_Task input_

-.-.-

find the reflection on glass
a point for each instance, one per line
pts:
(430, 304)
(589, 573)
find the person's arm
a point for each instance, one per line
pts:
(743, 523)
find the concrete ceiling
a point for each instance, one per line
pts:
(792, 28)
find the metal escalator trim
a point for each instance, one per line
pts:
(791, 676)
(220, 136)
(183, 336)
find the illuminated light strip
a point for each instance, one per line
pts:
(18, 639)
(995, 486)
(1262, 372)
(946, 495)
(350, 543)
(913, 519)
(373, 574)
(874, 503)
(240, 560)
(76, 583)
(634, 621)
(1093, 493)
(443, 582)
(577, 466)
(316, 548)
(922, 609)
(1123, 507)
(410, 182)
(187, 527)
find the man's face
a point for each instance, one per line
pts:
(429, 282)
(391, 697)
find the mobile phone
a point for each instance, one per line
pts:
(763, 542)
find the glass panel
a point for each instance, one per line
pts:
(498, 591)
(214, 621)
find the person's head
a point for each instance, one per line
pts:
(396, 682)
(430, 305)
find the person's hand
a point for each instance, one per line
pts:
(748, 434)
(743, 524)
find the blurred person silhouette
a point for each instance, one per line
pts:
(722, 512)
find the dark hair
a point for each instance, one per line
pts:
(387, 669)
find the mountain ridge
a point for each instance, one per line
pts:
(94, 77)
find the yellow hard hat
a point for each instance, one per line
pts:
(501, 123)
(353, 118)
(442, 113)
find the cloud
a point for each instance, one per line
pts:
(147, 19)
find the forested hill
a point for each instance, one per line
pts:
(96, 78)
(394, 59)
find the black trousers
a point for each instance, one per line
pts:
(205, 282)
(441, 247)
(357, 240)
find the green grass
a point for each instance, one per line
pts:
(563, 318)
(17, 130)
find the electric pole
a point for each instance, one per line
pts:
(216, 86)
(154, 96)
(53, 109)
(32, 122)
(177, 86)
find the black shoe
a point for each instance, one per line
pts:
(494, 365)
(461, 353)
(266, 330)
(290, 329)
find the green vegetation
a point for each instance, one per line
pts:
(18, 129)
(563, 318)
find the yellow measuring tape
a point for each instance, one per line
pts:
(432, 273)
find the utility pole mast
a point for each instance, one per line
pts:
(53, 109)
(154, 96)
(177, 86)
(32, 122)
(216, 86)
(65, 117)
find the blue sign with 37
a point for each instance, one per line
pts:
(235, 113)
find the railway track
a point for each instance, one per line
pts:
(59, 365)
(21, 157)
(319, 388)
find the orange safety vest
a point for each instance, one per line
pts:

-.-.-

_The problem_
Your task is to extract the lines running from the one with "find the mobile phone" to the end of the material, inclusive, copying each exactly and adding nothing.

_Solution for this problem_
find the mobile phone
a point for each instance, one per line
pts:
(763, 542)
find the glass panel
a point for each instance, one per line
pts:
(498, 591)
(214, 621)
find the person's head
a point for each instance, one per line
pts:
(396, 682)
(430, 305)
find the person's hand
a point for each instance, one per line
pts:
(748, 434)
(743, 524)
find the blurred person silhouette
a point for each instance, one per line
pts:
(722, 512)
find the dark hair
a point for each instance, one per line
pts:
(387, 669)
find the mountain ridge
a point for each instance, one per line
pts:
(94, 77)
find the yellow hard hat
a point for each instance, one per line
pts:
(501, 123)
(353, 118)
(442, 113)
find the cloud
a point for each instance, one per line
pts:
(147, 19)
find the forested hill
a point for each instance, one per line
pts:
(96, 78)
(394, 59)
find the black trousers
a point for each instance, one per line
pts:
(205, 282)
(441, 247)
(357, 240)
find the green grass
a point for each instance, one per line
pts:
(563, 318)
(17, 130)
find the electric pole
a point for each instance, one per line
pts:
(216, 86)
(154, 96)
(53, 109)
(32, 122)
(177, 86)
find the black shoe
a point for each instance, one per line
pts:
(494, 365)
(461, 353)
(266, 330)
(290, 329)
find the green vegetation
a point for each instance, one per line
pts:
(18, 129)
(563, 318)
find the yellow measuring tape
a point for each instance, one per line
pts:
(432, 273)
find the utility pole mast
a point for each instance, one per line
pts:
(53, 109)
(154, 96)
(177, 86)
(32, 122)
(216, 86)
(65, 117)
find the blue sign with 37
a point for each instance, one per line
pts:
(235, 113)
find the railway track
a point for each instance, one per line
pts:
(59, 365)
(21, 157)
(319, 388)
find the orange safety vest
a point for each instance, one per line
pts:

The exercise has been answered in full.